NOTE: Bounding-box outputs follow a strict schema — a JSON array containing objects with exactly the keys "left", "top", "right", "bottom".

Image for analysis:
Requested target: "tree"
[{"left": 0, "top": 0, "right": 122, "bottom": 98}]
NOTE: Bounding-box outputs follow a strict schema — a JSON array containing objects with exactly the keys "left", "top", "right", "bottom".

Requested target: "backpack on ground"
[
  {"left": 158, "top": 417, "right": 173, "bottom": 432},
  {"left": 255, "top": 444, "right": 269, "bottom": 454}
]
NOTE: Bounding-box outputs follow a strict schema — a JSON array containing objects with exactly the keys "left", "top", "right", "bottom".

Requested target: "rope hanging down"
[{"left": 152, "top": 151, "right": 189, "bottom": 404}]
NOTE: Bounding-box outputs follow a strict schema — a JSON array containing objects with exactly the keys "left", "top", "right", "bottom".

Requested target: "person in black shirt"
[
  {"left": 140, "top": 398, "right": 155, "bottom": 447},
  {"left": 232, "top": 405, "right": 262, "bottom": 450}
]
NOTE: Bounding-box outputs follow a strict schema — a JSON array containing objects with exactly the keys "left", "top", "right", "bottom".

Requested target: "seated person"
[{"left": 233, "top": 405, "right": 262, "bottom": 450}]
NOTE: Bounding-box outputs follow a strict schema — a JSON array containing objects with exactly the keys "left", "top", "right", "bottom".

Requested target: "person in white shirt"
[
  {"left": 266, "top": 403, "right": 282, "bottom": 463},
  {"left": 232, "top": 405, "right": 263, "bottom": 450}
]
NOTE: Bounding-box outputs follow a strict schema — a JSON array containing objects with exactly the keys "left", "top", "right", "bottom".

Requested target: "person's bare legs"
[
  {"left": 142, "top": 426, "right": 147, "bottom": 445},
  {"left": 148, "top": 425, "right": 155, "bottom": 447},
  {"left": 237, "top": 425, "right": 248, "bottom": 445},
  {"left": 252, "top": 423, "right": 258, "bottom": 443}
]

------------------------------------------------------------------------

## ACTION ITEM
Going through the material above, reproduce every line exactly.

## OUTPUT OF THE EXERCISE
NOTE: Bounding-box outputs follow a strict schema — a JSON array containing objects with exactly the keys "left", "top", "right", "bottom".

Image for analysis:
Requested target: "tree"
[{"left": 0, "top": 0, "right": 122, "bottom": 98}]
NOTE: Bounding-box outputs follow a strict schema — a JSON array containing objects with exactly the keys "left", "top", "right", "bottom".

Requested target: "backpack on ground"
[
  {"left": 158, "top": 417, "right": 173, "bottom": 432},
  {"left": 255, "top": 444, "right": 269, "bottom": 454}
]
NOTE: Bounding-box outputs follow a strict schema — a JSON array containing objects with exactly the keys "left", "top", "right", "bottom".

Requested target: "rope hanging down"
[{"left": 152, "top": 151, "right": 189, "bottom": 404}]
NOTE: Bounding-box outputs follow a strict schema — a JSON array containing objects with exactly the keys "left", "top", "right", "bottom".

Requested target: "person in black shirt"
[
  {"left": 140, "top": 398, "right": 155, "bottom": 447},
  {"left": 232, "top": 405, "right": 262, "bottom": 450}
]
NOTE: Bounding-box outputs follow a strict schema — a JSON array containing objects with exactly the keys "left", "top", "right", "bottom".

Requested target: "seated person"
[{"left": 233, "top": 405, "right": 262, "bottom": 450}]
NOTE: Bounding-box outputs follow a strict schema — a JSON array containing objects with exactly the keys "left", "top", "right", "bottom".

Requested target: "person in white shirt"
[
  {"left": 266, "top": 403, "right": 282, "bottom": 463},
  {"left": 232, "top": 405, "right": 263, "bottom": 450}
]
NOTE: Bounding-box outputs follow a strict schema — a JSON array containing objects with exactly the keys "left", "top", "right", "bottom".

Requested target: "person's bare legs"
[
  {"left": 142, "top": 426, "right": 147, "bottom": 445},
  {"left": 148, "top": 425, "right": 155, "bottom": 447},
  {"left": 237, "top": 425, "right": 248, "bottom": 445},
  {"left": 252, "top": 423, "right": 258, "bottom": 443}
]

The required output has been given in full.